Can you set out the data below as a Markdown table with the columns Row and Line, beginning at the line containing "Note to the class: find each instance of the penalty" and continuing through the end of the data, skipping blank lines?

Input →
------------------------------------------------------------

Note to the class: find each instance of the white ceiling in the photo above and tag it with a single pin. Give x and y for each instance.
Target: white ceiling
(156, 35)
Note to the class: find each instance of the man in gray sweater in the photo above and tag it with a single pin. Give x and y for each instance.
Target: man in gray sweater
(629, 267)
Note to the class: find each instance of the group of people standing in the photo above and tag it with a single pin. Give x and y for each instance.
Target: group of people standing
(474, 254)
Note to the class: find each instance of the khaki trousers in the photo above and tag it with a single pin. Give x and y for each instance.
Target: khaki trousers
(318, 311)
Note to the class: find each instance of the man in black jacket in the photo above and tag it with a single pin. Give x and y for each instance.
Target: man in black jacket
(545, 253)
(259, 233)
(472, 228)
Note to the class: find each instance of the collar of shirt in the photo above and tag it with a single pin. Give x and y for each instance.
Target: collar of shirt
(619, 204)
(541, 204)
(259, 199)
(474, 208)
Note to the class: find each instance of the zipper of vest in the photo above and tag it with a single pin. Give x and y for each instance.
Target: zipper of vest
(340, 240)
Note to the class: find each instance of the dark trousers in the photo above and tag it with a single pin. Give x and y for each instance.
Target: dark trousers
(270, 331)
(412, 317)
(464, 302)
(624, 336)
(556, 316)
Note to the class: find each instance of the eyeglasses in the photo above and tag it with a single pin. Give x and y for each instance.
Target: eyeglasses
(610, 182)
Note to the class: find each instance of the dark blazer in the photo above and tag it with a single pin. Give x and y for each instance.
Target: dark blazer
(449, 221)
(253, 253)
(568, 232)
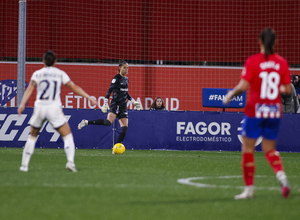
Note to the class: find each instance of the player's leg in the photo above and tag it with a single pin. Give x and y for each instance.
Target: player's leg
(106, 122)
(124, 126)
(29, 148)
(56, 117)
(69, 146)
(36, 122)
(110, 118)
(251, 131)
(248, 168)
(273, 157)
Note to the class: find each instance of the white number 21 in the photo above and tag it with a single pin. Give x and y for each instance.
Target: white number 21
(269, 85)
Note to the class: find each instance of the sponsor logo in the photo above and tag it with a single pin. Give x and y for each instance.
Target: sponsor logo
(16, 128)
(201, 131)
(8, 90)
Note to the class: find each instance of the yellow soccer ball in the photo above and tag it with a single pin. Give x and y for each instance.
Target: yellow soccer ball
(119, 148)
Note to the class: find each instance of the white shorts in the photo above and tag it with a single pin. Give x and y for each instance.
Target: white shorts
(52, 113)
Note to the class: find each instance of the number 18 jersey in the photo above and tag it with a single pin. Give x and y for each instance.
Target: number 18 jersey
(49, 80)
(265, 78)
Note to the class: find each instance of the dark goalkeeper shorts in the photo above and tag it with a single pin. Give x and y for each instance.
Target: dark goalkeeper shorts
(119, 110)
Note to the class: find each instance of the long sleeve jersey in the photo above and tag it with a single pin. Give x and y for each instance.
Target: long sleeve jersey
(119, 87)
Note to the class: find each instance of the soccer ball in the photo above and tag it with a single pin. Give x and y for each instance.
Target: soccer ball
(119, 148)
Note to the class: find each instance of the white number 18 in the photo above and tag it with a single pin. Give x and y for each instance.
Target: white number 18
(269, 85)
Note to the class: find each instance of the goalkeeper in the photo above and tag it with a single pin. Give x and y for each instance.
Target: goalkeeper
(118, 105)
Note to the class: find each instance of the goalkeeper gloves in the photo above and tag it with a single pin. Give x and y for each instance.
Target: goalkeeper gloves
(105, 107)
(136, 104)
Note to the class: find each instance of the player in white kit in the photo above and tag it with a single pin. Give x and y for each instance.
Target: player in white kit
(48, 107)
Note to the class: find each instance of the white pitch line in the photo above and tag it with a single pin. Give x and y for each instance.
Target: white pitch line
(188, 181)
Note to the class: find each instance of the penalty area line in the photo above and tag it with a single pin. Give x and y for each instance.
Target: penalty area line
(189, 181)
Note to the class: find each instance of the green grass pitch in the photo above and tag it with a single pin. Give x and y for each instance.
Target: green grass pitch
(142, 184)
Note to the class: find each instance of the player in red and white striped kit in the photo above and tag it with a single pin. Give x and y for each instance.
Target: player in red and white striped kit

------------------------------------------------------------

Written answer →
| Row | Line |
|---|---|
| 1 | Note to the class: find each instance of the penalty area line in the photo above and tag it with a single pin. Give x and y for each instance. |
| 2 | Target: penalty area line |
| 3 | (189, 181) |
| 4 | Note to the class: find each instance of the green grass pitch in the photo above and tag it with a single pin. Give x and y for each instance. |
| 5 | Target: green grass pitch |
| 6 | (142, 184) |
| 7 | Note to the class: find each instance of the player in red and white striped kit in the photo above and tag it with a single pin. Give x and y for each instance. |
| 8 | Target: player in red and white striped kit |